-- Written request --
Rewrite every entry below with "batch job" swapped for "processing run", leaving all other text unchanged.

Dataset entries
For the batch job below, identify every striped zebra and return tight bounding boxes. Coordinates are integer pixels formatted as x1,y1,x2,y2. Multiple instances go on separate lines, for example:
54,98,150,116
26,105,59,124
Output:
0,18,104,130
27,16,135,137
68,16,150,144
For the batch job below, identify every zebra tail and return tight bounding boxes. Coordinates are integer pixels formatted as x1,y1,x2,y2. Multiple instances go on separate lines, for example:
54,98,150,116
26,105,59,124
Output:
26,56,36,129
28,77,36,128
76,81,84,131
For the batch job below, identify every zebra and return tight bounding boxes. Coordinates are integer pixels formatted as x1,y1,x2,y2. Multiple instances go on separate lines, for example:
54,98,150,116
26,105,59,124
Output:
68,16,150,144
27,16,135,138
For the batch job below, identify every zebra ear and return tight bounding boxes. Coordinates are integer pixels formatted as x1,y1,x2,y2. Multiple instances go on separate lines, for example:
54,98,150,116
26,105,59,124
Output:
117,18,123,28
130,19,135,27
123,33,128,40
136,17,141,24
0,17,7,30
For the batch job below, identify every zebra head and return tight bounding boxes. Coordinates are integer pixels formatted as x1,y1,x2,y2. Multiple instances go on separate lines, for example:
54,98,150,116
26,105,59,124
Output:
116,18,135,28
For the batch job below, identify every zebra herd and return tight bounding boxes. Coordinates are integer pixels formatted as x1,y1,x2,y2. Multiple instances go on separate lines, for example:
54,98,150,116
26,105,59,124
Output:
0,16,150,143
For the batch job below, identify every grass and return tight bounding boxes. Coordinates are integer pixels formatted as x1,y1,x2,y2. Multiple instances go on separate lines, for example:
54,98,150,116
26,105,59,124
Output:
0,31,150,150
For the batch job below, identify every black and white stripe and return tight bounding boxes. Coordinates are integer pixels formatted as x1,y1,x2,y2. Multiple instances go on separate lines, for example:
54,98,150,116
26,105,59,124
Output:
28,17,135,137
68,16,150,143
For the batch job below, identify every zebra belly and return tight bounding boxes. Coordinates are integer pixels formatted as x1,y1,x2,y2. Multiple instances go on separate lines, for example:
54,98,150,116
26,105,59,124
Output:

-- Exercise response --
For the processing run below, identify every striped zebra and return tight bounding boxes. Coordinates are integer pixels formatted as x1,y1,x2,y2. Multiple instances go on separate lines, for example:
54,98,150,116
26,105,59,124
Output:
0,18,104,130
27,16,135,137
68,16,150,144
For the processing run below, identify every zebra tail and return tight bounding boxes. Coordinates are integer pixels formatted as x1,y1,x2,y2. Multiple instances go on separate lines, for example:
54,98,150,116
26,105,59,124
Output:
26,56,36,129
28,77,36,128
76,81,84,131
For the processing run below, identify every zebra and return tight bounding boxes. Coordinates are integer pixels formatted as x1,y1,x2,y2. Multiple instances go on separate lines, for example:
54,98,150,116
26,105,59,124
Output:
68,16,150,144
27,16,135,138
For the processing run below, identify every zebra ear and return tight bounding boxes. Coordinates are integer pixels formatted as x1,y1,x2,y2. Multiple instances go on separate lines, for example:
54,98,150,116
26,105,59,124
Output:
117,18,123,28
130,19,135,27
123,33,128,40
136,17,141,24
0,17,7,30
For the processing run below, identify every zebra head and return tight bounding boxes. Coordinates are integer pixels formatted as x1,y1,x2,y2. Multiple instances go on separate lines, for example:
54,98,150,116
26,105,59,124
Output:
116,18,135,28
For the processing run below, identify every zebra herd and return tight bounding boxes. Coordinates are integer pixels formatted as x1,y1,x2,y2. Multiple instances go on separate lines, for example:
54,98,150,116
26,105,59,124
Output:
0,16,150,143
For the processing run below, identify every grass and return tight bounding boxes. Coordinates are integer pixels formatted as x1,y1,x2,y2. Multiple instances go on separate lines, for example:
54,98,150,116
26,105,59,124
Output:
0,31,150,150
For the processing run below, identify every black and white stripe and return tight bounding boxes. Coordinates are integer pixels formatted as x1,y1,x2,y2. Multiple instances go on separate lines, for example:
54,98,150,116
26,105,59,124
Output:
28,17,135,137
68,16,150,143
For the processing run below, identify every zebra belly and return tight bounding boxes. Coordinates are integer pixels formatted as x1,y1,x2,y2. Multiple instances go on separate lines, for example:
54,98,150,116
26,105,59,124
Output:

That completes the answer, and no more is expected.